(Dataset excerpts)
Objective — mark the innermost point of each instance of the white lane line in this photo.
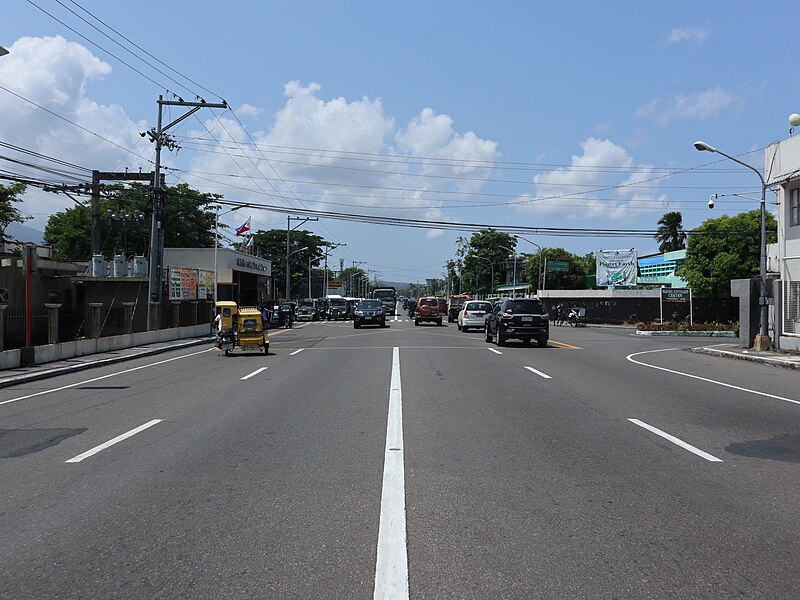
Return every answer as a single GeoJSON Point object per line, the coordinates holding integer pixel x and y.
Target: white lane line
{"type": "Point", "coordinates": [116, 440]}
{"type": "Point", "coordinates": [728, 385]}
{"type": "Point", "coordinates": [676, 441]}
{"type": "Point", "coordinates": [71, 385]}
{"type": "Point", "coordinates": [254, 373]}
{"type": "Point", "coordinates": [539, 373]}
{"type": "Point", "coordinates": [391, 566]}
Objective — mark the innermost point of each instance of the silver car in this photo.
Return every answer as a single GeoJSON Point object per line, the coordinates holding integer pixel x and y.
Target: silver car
{"type": "Point", "coordinates": [473, 314]}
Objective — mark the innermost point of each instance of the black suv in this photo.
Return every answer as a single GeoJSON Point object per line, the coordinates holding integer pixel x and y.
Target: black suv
{"type": "Point", "coordinates": [520, 318]}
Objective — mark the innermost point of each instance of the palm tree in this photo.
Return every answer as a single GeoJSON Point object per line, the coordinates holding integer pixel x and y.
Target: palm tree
{"type": "Point", "coordinates": [670, 233]}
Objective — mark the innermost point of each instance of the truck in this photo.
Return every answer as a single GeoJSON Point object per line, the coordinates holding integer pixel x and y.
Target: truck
{"type": "Point", "coordinates": [388, 297]}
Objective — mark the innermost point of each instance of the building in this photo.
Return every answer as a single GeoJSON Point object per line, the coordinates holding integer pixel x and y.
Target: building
{"type": "Point", "coordinates": [658, 270]}
{"type": "Point", "coordinates": [782, 168]}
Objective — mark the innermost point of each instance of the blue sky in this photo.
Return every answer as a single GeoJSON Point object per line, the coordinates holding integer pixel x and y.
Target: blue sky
{"type": "Point", "coordinates": [576, 115]}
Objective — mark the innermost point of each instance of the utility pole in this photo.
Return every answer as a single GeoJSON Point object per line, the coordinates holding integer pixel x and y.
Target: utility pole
{"type": "Point", "coordinates": [328, 248]}
{"type": "Point", "coordinates": [160, 138]}
{"type": "Point", "coordinates": [97, 177]}
{"type": "Point", "coordinates": [287, 295]}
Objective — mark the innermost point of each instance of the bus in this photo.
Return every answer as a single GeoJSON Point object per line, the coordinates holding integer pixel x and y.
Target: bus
{"type": "Point", "coordinates": [388, 297]}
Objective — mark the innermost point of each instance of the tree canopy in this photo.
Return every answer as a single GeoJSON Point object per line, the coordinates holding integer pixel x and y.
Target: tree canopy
{"type": "Point", "coordinates": [10, 194]}
{"type": "Point", "coordinates": [723, 249]}
{"type": "Point", "coordinates": [271, 244]}
{"type": "Point", "coordinates": [670, 234]}
{"type": "Point", "coordinates": [189, 222]}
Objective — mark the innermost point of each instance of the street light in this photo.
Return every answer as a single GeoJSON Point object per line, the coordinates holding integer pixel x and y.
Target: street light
{"type": "Point", "coordinates": [491, 264]}
{"type": "Point", "coordinates": [216, 245]}
{"type": "Point", "coordinates": [514, 252]}
{"type": "Point", "coordinates": [762, 340]}
{"type": "Point", "coordinates": [541, 274]}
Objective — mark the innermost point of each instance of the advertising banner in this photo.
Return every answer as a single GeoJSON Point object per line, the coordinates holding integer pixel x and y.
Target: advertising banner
{"type": "Point", "coordinates": [205, 285]}
{"type": "Point", "coordinates": [617, 268]}
{"type": "Point", "coordinates": [183, 283]}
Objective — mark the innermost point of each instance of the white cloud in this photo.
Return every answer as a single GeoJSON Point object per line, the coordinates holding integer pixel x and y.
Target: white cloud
{"type": "Point", "coordinates": [590, 187]}
{"type": "Point", "coordinates": [249, 110]}
{"type": "Point", "coordinates": [702, 105]}
{"type": "Point", "coordinates": [53, 73]}
{"type": "Point", "coordinates": [696, 105]}
{"type": "Point", "coordinates": [687, 34]}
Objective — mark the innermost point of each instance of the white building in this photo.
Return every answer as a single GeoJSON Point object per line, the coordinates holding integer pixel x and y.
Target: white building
{"type": "Point", "coordinates": [782, 169]}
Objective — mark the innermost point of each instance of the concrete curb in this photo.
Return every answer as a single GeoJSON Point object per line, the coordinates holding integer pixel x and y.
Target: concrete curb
{"type": "Point", "coordinates": [689, 333]}
{"type": "Point", "coordinates": [47, 373]}
{"type": "Point", "coordinates": [786, 363]}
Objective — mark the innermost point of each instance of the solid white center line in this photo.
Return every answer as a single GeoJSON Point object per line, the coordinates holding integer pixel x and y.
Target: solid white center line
{"type": "Point", "coordinates": [116, 440]}
{"type": "Point", "coordinates": [84, 382]}
{"type": "Point", "coordinates": [254, 373]}
{"type": "Point", "coordinates": [676, 441]}
{"type": "Point", "coordinates": [539, 373]}
{"type": "Point", "coordinates": [391, 566]}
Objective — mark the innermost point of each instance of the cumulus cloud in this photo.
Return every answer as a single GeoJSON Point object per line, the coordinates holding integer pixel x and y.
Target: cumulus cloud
{"type": "Point", "coordinates": [687, 34]}
{"type": "Point", "coordinates": [349, 152]}
{"type": "Point", "coordinates": [53, 73]}
{"type": "Point", "coordinates": [696, 105]}
{"type": "Point", "coordinates": [590, 187]}
{"type": "Point", "coordinates": [702, 105]}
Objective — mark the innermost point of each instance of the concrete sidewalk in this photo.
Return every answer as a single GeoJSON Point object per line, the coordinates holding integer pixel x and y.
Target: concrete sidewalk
{"type": "Point", "coordinates": [18, 375]}
{"type": "Point", "coordinates": [776, 358]}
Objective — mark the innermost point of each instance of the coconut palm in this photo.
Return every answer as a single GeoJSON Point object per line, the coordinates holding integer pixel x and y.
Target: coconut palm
{"type": "Point", "coordinates": [670, 233]}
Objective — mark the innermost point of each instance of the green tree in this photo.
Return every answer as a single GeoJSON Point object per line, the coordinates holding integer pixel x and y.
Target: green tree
{"type": "Point", "coordinates": [670, 234]}
{"type": "Point", "coordinates": [8, 213]}
{"type": "Point", "coordinates": [189, 222]}
{"type": "Point", "coordinates": [483, 256]}
{"type": "Point", "coordinates": [271, 244]}
{"type": "Point", "coordinates": [722, 249]}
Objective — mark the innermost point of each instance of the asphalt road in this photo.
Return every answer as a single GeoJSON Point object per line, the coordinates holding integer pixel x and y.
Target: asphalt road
{"type": "Point", "coordinates": [402, 462]}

• **Work order**:
Return, with no change at all, every line in the entries above from the line containing "Target: white lane line" through the line containing "pole in this photo.".

• **Answer below**:
Target: white lane line
{"type": "Point", "coordinates": [116, 440]}
{"type": "Point", "coordinates": [728, 385]}
{"type": "Point", "coordinates": [676, 441]}
{"type": "Point", "coordinates": [71, 385]}
{"type": "Point", "coordinates": [254, 373]}
{"type": "Point", "coordinates": [539, 373]}
{"type": "Point", "coordinates": [391, 566]}
Objective — mark the innermost point of each instance of the silver car in this photo.
Return every answer as a single GeoJSON Point object per line, the coordinates holding integer pixel x and y.
Target: silver car
{"type": "Point", "coordinates": [473, 314]}
Objective — mark the innermost point of each instance of the black suv in this photo.
Return every answer as a single GeoJSON Point object per line, the coordinates holding integer pixel x and y.
Target: black suv
{"type": "Point", "coordinates": [520, 318]}
Objective — mark the innermost point of each instance of the palm tree in this photo.
Return every answer as a single GeoJSON Point object per line, the coordinates holding integer pixel x and y.
Target: palm tree
{"type": "Point", "coordinates": [670, 233]}
Objective — mark the innermost point of each instance of the truck in this photo.
Return every answer as a single GeoJSON Point object per line, the coordinates holding integer pixel x and y.
Target: truck
{"type": "Point", "coordinates": [388, 297]}
Objective — mark the innermost point of each instance of the building in this photo.
Return every answer as a single GeoJSON Point object per line, the coordinates holding integer pixel x and y.
Target: building
{"type": "Point", "coordinates": [658, 270]}
{"type": "Point", "coordinates": [782, 168]}
Objective — mark the innermost point of each instance of the blue sky in this photo.
Return every answer as a single GeoJSON Point object per line, the coordinates holding integer pixel x and y.
Target: blue sky
{"type": "Point", "coordinates": [576, 115]}
Objective — mark the innermost point of each instance of the utility pole in this photo.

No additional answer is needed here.